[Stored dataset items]
=======
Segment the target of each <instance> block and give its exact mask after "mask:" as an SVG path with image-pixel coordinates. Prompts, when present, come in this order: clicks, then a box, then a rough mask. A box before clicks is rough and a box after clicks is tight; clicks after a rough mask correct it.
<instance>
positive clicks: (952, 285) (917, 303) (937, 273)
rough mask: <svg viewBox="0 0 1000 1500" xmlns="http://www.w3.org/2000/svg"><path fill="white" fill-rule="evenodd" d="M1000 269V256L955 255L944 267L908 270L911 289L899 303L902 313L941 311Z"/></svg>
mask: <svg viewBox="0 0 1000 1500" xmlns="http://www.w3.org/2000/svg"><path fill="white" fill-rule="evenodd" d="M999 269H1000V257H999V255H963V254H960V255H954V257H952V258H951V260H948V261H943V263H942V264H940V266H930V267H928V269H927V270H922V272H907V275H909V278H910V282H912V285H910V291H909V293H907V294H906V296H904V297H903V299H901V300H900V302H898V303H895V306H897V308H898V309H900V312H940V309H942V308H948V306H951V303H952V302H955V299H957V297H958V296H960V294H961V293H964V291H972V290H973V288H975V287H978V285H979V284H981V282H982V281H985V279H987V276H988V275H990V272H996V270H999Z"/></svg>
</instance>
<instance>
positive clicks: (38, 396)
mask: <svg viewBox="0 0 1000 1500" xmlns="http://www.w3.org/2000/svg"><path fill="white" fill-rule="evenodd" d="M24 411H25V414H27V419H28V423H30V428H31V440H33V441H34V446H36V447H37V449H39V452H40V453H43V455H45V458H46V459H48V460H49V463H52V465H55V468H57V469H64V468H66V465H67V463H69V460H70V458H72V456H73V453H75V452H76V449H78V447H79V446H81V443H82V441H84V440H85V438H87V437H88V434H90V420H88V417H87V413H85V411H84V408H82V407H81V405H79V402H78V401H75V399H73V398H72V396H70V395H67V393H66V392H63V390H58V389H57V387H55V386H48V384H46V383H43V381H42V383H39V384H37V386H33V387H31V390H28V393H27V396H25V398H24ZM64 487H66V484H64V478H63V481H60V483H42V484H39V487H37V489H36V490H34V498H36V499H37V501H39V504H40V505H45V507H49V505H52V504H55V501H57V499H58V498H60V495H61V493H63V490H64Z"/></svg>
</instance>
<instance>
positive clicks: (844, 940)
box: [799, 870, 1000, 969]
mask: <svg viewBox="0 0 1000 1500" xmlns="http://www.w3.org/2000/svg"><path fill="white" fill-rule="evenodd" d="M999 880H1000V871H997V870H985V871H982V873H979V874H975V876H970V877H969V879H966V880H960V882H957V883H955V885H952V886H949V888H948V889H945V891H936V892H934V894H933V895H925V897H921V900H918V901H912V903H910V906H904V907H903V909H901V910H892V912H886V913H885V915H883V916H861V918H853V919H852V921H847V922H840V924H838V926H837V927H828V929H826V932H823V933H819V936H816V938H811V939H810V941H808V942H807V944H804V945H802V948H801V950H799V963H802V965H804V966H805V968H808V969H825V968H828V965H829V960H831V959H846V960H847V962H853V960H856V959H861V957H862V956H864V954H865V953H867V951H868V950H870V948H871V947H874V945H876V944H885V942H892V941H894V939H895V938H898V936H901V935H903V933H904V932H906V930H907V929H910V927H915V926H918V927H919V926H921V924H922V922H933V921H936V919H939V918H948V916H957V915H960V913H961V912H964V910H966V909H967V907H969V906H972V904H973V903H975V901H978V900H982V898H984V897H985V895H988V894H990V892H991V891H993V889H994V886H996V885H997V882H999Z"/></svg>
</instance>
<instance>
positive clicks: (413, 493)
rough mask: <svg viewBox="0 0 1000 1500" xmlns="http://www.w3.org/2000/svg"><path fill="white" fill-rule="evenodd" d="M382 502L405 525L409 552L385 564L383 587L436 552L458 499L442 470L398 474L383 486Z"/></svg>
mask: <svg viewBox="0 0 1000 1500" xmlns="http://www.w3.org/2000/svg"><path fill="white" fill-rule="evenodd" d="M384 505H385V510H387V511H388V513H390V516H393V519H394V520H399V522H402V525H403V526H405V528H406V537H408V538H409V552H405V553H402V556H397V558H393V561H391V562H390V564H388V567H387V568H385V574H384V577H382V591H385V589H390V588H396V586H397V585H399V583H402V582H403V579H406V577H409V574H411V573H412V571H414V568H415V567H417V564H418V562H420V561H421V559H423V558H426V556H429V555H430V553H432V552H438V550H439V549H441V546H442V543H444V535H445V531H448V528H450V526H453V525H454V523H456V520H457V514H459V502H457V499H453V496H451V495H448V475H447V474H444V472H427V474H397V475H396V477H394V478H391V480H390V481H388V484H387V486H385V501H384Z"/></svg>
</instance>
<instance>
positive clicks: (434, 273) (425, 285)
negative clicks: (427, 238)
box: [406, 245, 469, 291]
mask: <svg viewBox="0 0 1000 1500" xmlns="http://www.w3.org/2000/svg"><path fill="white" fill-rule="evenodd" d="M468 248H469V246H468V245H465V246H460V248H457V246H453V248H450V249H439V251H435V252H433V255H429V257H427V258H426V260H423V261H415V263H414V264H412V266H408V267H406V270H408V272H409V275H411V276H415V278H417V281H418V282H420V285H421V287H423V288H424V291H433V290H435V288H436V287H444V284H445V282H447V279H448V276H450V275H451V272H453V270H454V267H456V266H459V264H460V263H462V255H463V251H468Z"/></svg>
=======
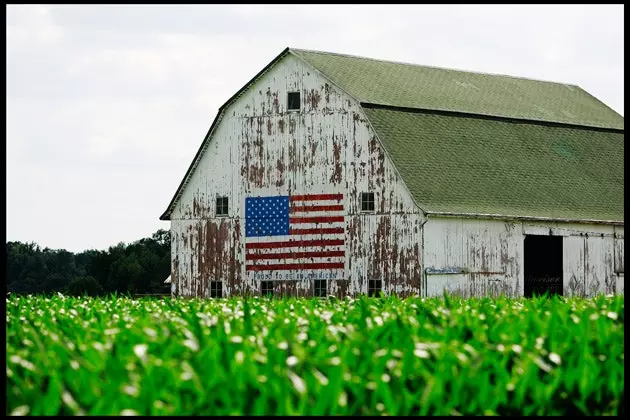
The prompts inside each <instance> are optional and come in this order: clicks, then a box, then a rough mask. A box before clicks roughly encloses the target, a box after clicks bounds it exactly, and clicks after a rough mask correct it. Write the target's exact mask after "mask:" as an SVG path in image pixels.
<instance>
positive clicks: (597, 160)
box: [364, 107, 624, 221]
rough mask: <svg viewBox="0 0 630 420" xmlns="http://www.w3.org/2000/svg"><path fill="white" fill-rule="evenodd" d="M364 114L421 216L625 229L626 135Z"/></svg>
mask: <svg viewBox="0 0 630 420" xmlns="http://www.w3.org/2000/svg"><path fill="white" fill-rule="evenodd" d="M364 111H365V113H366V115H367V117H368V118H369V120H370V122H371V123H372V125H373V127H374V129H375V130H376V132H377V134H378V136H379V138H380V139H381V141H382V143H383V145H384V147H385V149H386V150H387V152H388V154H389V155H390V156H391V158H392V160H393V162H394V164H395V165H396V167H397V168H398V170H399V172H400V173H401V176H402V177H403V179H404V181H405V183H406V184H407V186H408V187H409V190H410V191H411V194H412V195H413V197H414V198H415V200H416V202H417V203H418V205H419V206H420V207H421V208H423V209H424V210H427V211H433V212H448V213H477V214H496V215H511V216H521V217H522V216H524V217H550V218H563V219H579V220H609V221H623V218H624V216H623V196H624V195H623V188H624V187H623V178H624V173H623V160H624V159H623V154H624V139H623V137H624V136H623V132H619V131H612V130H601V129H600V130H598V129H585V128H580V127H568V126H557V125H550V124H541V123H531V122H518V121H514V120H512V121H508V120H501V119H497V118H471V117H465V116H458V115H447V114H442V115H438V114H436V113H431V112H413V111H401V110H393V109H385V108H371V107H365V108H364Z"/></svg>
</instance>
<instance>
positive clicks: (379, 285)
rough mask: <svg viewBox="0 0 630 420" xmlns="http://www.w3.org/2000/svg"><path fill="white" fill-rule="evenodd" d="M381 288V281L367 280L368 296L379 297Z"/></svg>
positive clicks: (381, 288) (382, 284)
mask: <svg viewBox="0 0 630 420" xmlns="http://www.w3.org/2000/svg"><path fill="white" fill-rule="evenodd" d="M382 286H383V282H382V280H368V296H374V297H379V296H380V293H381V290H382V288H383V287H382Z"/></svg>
=======
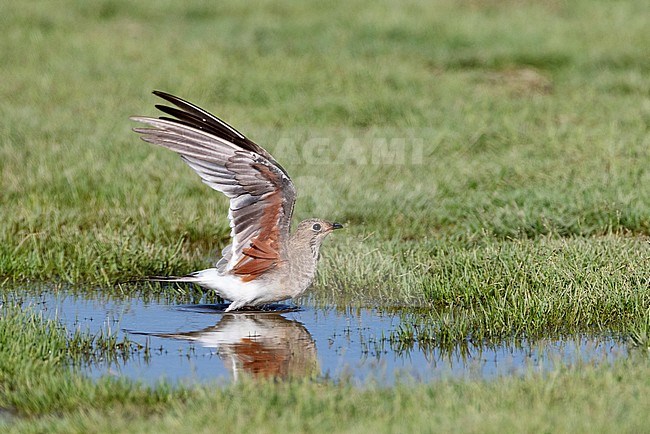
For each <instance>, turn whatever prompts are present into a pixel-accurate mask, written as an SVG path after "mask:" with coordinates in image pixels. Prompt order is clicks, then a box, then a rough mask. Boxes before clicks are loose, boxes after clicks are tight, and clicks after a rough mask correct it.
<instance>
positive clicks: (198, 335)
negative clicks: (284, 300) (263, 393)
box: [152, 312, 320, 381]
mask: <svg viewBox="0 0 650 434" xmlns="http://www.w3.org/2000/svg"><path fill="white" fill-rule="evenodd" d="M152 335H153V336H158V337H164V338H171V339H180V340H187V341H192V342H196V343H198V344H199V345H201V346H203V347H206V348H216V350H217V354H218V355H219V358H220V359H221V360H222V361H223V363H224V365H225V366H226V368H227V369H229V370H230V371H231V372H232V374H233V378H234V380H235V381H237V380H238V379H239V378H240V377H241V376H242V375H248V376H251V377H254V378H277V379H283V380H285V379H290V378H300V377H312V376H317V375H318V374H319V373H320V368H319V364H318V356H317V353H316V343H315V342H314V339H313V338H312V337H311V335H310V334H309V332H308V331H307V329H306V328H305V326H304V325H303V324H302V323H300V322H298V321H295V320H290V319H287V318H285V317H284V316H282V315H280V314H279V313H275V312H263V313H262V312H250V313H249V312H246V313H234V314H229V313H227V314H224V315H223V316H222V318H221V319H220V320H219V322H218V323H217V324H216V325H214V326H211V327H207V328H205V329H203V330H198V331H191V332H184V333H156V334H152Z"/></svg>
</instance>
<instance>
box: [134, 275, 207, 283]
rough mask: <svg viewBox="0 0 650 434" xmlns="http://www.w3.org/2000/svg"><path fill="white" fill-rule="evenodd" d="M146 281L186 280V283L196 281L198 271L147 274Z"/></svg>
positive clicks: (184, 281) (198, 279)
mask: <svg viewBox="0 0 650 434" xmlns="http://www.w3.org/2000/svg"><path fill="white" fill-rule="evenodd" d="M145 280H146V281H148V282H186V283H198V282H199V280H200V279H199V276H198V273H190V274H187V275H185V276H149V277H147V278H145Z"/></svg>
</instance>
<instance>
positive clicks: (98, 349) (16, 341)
=======
[What is expected]: Quote the data above from the line containing "positive clicks: (198, 335)" to the line containing "negative clicks: (284, 300) (263, 393)", inclusive, and stop.

[Exercise response]:
positive clicks: (198, 335)
negative clicks: (284, 300) (263, 393)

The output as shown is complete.